**提示文章**
* * *

梶ピエールのブログ

はてなダイアリー「梶ピエールの備忘録。」より移行しました。

なぜ今になって大騒ぎするのか?

1月8日付の日経新聞に以下のような記事が掲載された。

中国、物価上昇圧力一段と 中銀、手形金利上げ

【北京=高橋哲史】中国で物価上昇圧力が高まっている。金融緩和で生じた過剰流動性が物価全般を押し上げつつあるほか、年初からの大雪と寒波の影響で野菜などの価格が高騰しているためだ。中国人民銀行中央銀行)は7日、市場から資金を吸収する手段に使っている手形の金利を5カ月ぶりに引き上げ、インフレ予防の構えをみせた。景気動向をにらみ適度の緩和を維持する一方、物価にも配慮する両にらみの金融政策を迫られている格好だ。

 人民銀が7日発行した3カ月物の中央銀行手形の利回りは約1.37%となり、前回12月29日の発行分よりも約0.04%上昇した。同利回りが上がるのは昨年8月13日以来、ほぼ5カ月ぶりだ。

 伊藤洋一さんのブログで知ったのだが、NYTも同様の報道を行っているらしい。

http://www.nytimes.com/2010/01/08/business/global/08chinaecon.html?em

The People’s Bank of China announced Thursday that the yield from its weekly sale of three-month central bank bills had inched up to 1.3684 percent. The yield had been stuck at 1.328 percent since Aug. 13.

An increase of less than 0.05 of a percentage point might sound small, but economists said it was a harbinger of more interest rate increases to come.

* * *

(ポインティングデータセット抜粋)
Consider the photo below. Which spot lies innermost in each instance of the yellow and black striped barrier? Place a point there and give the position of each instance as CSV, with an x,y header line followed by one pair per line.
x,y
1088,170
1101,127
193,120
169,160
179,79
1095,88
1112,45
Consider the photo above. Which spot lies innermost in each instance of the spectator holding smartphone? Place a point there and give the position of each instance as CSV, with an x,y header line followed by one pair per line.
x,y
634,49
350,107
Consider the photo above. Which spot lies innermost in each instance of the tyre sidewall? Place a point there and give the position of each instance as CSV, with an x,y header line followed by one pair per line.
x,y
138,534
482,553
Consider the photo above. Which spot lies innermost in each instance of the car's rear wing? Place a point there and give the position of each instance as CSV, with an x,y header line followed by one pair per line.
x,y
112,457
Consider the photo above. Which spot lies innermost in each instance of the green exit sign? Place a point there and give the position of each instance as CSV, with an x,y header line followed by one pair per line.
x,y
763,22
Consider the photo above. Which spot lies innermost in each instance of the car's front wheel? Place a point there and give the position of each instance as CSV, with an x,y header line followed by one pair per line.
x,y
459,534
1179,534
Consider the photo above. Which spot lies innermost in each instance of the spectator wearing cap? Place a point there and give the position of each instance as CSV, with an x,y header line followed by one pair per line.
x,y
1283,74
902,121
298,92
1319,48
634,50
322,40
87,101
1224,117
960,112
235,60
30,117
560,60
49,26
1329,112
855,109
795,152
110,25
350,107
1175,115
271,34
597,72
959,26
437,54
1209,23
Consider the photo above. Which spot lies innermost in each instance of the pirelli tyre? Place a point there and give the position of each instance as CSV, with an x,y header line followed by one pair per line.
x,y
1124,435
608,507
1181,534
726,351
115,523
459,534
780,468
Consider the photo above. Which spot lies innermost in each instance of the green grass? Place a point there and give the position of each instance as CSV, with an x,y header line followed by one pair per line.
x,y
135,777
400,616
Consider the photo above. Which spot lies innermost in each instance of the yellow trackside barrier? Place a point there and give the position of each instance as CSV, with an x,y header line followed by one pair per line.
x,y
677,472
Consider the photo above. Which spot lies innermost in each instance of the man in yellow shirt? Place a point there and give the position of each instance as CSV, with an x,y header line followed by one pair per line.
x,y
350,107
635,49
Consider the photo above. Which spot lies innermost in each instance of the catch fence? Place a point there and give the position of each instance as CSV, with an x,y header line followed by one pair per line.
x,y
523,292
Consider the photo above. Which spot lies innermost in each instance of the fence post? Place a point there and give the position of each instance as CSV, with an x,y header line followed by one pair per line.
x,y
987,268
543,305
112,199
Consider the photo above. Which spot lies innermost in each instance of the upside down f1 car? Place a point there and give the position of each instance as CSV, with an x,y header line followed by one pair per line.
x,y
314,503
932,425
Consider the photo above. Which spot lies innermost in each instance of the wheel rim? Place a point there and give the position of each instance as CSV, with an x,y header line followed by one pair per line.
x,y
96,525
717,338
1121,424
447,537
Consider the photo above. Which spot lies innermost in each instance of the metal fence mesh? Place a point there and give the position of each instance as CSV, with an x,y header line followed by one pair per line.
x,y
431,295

* * *

**課題一覧**
• A. 中国の物価と金利に関するブログ記事によると、人民銀行の3カ月物中央銀行手形の利回りが上がったのは、昨年のどの日以来ですか。
• B. 中国の物価と金利に関するブログ記事を、最後の文の後から書き継いでください。

**最終結果**
• A. 昨年8月13日以来で、ほぼ5カ月ぶりです。

• B.
“It is a turning point,” said Ben Simpfendorfer, an economist in the Hong Kong offices of Royal Bank of Scotland. “There is a convergence of events that will lead to higher rates.”


 正直なところ、なんでこれで大騒ぎする必要があるのか、さっぱりわからない。ちなみに2008年7月からの中央銀行の3カ月手形のインターバンク市場での利回りのトレンドはこんな感じなんですけど。*1



 たしかに報道にあるように1月7日とか8日の利回りは約1.37%で、12月29日当たりと比べると約0.04%上昇しているのだが、グラフのトレンドをよく見ればSo Whats? という感じだ。これを 'turning point'というくらいなら、2009年7月に同じ手形の利回りが0.2-0.3%上昇した(上のグラフでは日付が小さすぎて読めなくてすまそ)のは一体何だったというのだろうか?また、2009年7月といえば、それまで0.8-1.0%のところに張り付いていた上海銀行間コールレート(Shibor)が一気に0.6-1.0%も上昇したのだが、それをなぜ誰も問題にしなかったのだろうか?

 まあNYTの記者さんが梶ピエールのブログをチェックしていなくても誰も責められないだろうけど、国内でも私のエントリに反応してくれたのは津上俊哉さんくらいなんですけど。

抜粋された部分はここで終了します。